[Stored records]
-- Start --

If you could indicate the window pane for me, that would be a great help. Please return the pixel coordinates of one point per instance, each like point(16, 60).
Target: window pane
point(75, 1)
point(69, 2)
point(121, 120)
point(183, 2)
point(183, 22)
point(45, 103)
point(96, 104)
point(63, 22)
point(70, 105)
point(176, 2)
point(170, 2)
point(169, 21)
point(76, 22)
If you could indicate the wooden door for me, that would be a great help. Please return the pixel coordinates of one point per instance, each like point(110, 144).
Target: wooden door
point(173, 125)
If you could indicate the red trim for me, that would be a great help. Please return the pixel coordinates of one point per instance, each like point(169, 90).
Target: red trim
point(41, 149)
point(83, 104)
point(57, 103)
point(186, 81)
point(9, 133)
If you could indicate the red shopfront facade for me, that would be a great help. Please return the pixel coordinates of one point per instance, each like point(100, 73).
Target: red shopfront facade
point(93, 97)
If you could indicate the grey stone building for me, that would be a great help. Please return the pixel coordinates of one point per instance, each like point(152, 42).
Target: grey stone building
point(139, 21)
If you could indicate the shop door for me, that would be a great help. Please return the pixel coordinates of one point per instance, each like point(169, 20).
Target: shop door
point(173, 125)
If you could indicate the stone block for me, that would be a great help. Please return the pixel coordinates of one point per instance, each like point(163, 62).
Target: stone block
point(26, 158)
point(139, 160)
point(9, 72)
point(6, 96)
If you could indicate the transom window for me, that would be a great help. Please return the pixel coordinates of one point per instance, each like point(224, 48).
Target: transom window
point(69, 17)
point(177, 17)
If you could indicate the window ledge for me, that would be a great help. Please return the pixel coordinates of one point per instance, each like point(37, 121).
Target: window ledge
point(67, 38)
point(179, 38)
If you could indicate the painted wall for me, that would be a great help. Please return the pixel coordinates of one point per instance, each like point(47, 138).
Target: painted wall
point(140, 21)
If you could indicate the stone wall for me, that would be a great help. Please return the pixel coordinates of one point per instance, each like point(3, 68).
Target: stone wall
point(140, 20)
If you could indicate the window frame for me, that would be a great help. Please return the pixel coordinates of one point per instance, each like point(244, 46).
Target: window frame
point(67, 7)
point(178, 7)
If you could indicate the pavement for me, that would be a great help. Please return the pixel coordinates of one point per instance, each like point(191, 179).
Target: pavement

-- End --

## Task brief
Reproduce each of the items above word for word, from the first to the last.

## Written reply
If you could indicate the window pane for me, that would be a great help. Please return the pixel coordinates of one point per instance, each like point(16, 60).
Target: window pane
point(75, 1)
point(69, 2)
point(121, 120)
point(183, 2)
point(183, 22)
point(45, 103)
point(96, 104)
point(63, 22)
point(70, 105)
point(176, 2)
point(170, 2)
point(169, 21)
point(76, 22)
If you could indicate the wooden door for me, that would be a great help. Please return the pixel coordinates of one point per instance, each like point(110, 144).
Target: wooden door
point(173, 125)
If you could indicate the red trim for me, that would be a great help. Please return the pixel coordinates of one point per instance, each like point(169, 90).
Target: red trim
point(41, 149)
point(83, 104)
point(57, 103)
point(186, 81)
point(9, 133)
If you could indicate the red shopfront facade for me, that would be a great help. Please return the pixel coordinates of one point per instance, each like point(100, 73).
Target: red shopfront facade
point(93, 97)
If you could indicate the grey stone building for me, that would be a great help. Please return the pixel coordinates of one point per instance, each like point(152, 42).
Target: grey stone building
point(139, 21)
If you could indicate the shop door for me, that would be a great help. Please return the pixel coordinates of one point per instance, each like point(169, 20).
Target: shop door
point(173, 125)
If you could indicate the stone block for me, that would be a great help. Please return the pixel coordinates of one point per instance, each like point(163, 62).
Target: stone block
point(26, 158)
point(139, 160)
point(9, 72)
point(6, 96)
If you could indicate the transom window for me, that would be a great help. Please return the pixel coordinates of one point per instance, each like point(224, 48).
Target: transom window
point(69, 17)
point(177, 17)
If you could indicate the window ledge for me, that would be a great help. Please return the pixel coordinates of one point per instance, each like point(37, 121).
Target: window ledge
point(67, 38)
point(179, 38)
If you could indicate the painted wall for me, that would be a great help. Please return the pixel coordinates of one point per instance, each like point(47, 138).
Target: painted wall
point(140, 21)
If you could indicate the stone wall for me, that would be a great help. Please return the pixel coordinates of one point per instance, each like point(3, 68).
Target: stone wall
point(140, 20)
If you could indicate the window frame for me, that would be a great help. Please return the pixel coordinates of one point per instance, each like point(244, 46).
Target: window frame
point(67, 7)
point(178, 7)
If you could indicate the pavement for me, that would be a great help. Please return the pixel coordinates of one point per instance, each like point(191, 179).
Target: pavement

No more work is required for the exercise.